• _EXERCISE DETAILS_
Extract each record and reproduce it exactly.

• _RECORD EXCERPTS_
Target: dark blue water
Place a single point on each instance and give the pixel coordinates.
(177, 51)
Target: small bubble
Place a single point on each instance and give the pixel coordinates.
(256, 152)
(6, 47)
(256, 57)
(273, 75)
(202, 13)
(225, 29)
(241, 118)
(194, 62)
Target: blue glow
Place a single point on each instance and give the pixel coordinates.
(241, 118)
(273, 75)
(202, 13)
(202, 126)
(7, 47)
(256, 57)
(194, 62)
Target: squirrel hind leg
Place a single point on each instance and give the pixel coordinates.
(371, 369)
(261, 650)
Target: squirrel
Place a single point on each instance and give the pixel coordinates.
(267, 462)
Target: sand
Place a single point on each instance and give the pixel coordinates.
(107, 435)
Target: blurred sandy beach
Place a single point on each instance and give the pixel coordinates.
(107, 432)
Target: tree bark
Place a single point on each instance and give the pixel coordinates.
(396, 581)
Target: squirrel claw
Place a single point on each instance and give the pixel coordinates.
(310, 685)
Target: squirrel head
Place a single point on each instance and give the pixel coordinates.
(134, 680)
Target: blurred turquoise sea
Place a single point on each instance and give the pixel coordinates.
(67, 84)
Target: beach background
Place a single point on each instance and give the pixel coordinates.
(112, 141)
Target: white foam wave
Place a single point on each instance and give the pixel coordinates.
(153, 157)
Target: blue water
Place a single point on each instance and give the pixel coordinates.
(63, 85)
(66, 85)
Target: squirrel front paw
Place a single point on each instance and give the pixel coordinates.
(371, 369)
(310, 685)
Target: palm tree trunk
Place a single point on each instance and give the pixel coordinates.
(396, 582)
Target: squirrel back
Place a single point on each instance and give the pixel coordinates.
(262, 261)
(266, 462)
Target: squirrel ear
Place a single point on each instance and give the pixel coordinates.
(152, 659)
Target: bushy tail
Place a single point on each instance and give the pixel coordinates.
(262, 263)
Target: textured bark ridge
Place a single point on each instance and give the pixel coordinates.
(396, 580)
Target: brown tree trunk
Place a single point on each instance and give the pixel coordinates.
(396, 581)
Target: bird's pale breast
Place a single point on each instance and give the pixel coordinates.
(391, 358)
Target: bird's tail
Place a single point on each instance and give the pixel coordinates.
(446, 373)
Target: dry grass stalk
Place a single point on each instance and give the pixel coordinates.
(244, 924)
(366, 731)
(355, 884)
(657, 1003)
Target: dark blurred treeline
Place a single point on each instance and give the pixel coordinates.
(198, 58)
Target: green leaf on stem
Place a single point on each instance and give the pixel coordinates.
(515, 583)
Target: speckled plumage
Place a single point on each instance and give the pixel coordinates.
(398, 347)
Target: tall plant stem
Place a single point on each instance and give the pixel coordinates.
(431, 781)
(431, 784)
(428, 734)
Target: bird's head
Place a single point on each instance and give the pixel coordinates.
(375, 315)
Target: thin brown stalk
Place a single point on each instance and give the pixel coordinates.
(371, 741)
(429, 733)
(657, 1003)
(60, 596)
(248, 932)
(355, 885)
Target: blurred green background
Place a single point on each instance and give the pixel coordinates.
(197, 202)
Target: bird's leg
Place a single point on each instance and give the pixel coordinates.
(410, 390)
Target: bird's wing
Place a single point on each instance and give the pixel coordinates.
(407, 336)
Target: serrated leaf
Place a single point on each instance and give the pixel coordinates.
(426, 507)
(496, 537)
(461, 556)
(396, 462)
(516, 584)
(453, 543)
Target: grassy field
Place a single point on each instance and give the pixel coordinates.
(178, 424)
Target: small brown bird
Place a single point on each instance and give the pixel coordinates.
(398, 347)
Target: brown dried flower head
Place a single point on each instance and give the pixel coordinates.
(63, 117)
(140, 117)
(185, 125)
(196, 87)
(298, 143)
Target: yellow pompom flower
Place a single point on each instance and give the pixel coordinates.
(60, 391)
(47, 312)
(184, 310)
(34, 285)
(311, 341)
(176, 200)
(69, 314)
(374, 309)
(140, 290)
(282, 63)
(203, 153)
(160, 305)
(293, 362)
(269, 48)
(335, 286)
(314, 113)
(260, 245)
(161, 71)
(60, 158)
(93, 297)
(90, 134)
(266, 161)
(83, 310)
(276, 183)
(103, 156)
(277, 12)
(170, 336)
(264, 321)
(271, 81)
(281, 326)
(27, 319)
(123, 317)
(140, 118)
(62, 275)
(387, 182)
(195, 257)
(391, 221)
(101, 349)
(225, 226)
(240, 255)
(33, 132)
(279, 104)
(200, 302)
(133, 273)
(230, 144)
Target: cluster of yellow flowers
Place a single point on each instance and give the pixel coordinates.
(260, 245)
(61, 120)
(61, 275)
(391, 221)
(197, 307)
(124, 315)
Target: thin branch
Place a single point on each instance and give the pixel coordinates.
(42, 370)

• _ANSWER BOX_
Target: dark blue water
Place a single point on each instance and give the pixel coordinates.
(177, 51)
Target: small bubble
Place a single point on each instance and give the pixel coordinates.
(256, 152)
(6, 47)
(256, 57)
(273, 75)
(202, 13)
(225, 29)
(241, 118)
(194, 62)
Target: blue glow
Place a single point on each instance and give the pixel coordinates.
(241, 118)
(273, 75)
(202, 13)
(202, 126)
(7, 47)
(256, 57)
(194, 62)
Target: squirrel hind leg
Place a single point on each instance and give the pixel coordinates.
(371, 369)
(261, 650)
Target: squirrel
Place a single point on each instance and give the pixel coordinates.
(267, 462)
Target: sand
Place a single point on each instance and give the pixel coordinates.
(107, 435)
Target: blurred sandy beach
Place a single point on each instance and give the pixel coordinates.
(107, 432)
Target: tree bark
Place a single point on each instance and give the pixel coordinates.
(396, 581)
Target: squirrel claw
Place a single point on each instance and give the pixel coordinates.
(310, 685)
Target: squirrel head
Place a single point on each instance and give the pixel coordinates.
(134, 680)
Target: blurred turquoise sea
Place a single point on each instance and give the pixel coordinates.
(67, 84)
Target: beach background
Place a single point on each instance and give the pixel coordinates.
(112, 141)
Target: white foam wave
Place a single point on each instance and give the pixel coordinates.
(153, 157)
Target: blue water
Place a single point on each instance and give the pixel coordinates.
(63, 85)
(66, 85)
Target: squirrel front paw
Place a single point on each instance and give the pixel coordinates.
(371, 369)
(310, 685)
Target: palm tree trunk
Place a single point on each instance and give the pixel coordinates.
(396, 582)
Target: squirrel back
Place a single point on each instance and give the pixel coordinates.
(262, 261)
(266, 462)
Target: squirrel ear
Place a single point on each instance and give the pixel coordinates.
(152, 659)
Target: bushy tail
Place a single point on each instance and give the pixel coordinates.
(262, 263)
Target: textured bark ridge
Place a single point on each instance and give the pixel coordinates.
(396, 580)
Target: brown tree trunk
Place a single point on each instance and give the pixel coordinates.
(396, 581)
Target: bird's pale breast
Place a single point on each instance and give the pixel coordinates.
(391, 358)
Target: bird's tail
Place a single point on each instance and give the pixel coordinates.
(446, 373)
Target: dry grass stalk
Place a single point on each instance and give the pixel coordinates.
(244, 924)
(366, 731)
(355, 884)
(657, 1003)
Target: dark blurred treeline
Place a single point on each instance and give the pixel coordinates.
(198, 58)
Target: green leaf on stem
Place a single point on each instance and give the pixel coordinates.
(515, 583)
Target: speckled plumage
Place a single point on each instance and give the pixel coordinates.
(398, 347)
Target: tall plant stem
Place a single point on each instance and give the pixel coordinates.
(431, 781)
(431, 784)
(428, 734)
Target: bird's head
Place a single point on each instance and give the pixel coordinates.
(375, 315)
Target: thin brown stalk
Place a single point on each instance and give the pixel coordinates.
(371, 741)
(429, 733)
(657, 1003)
(60, 596)
(248, 932)
(355, 885)
Target: blurred green background
Place a single point on each instance and give the pixel coordinates.
(197, 202)
Target: bird's leg
Place a single point on each instance and give the pixel coordinates.
(410, 390)
Target: bird's wing
Place a single point on each instance and give the pixel coordinates.
(407, 336)
Target: serrated leaf
Place a single point on each instance and give the pixel coordinates.
(426, 507)
(496, 537)
(461, 556)
(396, 462)
(516, 584)
(453, 543)
Target: grassy field
Place a single point on each instance and give the pixel coordinates.
(178, 424)
Target: small brown bird
Place a single point on each instance and give the pixel coordinates.
(398, 347)
Target: brown dried flower head
Place a single point on each instance and give the pixel coordinates.
(63, 117)
(140, 117)
(185, 125)
(196, 87)
(298, 143)
Target: yellow pompom flower
Place a single point on each instance and give the pixel coordinates.
(60, 391)
(47, 312)
(184, 310)
(34, 285)
(311, 341)
(176, 200)
(69, 314)
(374, 309)
(140, 290)
(282, 63)
(203, 153)
(160, 305)
(293, 362)
(269, 48)
(335, 286)
(314, 113)
(260, 245)
(161, 71)
(60, 158)
(93, 297)
(90, 134)
(266, 161)
(83, 310)
(276, 183)
(103, 156)
(277, 12)
(170, 336)
(264, 321)
(271, 81)
(281, 326)
(27, 319)
(123, 317)
(140, 118)
(62, 275)
(387, 182)
(195, 257)
(391, 221)
(101, 349)
(225, 226)
(240, 255)
(33, 132)
(279, 104)
(200, 302)
(133, 273)
(230, 144)
Target: cluster of yellow flowers
Place a single point on each instance and give the pixel coordinates.
(260, 245)
(61, 120)
(61, 275)
(391, 221)
(197, 307)
(124, 315)
Target: thin branch
Place a single point on each instance and give the pixel coordinates.
(42, 370)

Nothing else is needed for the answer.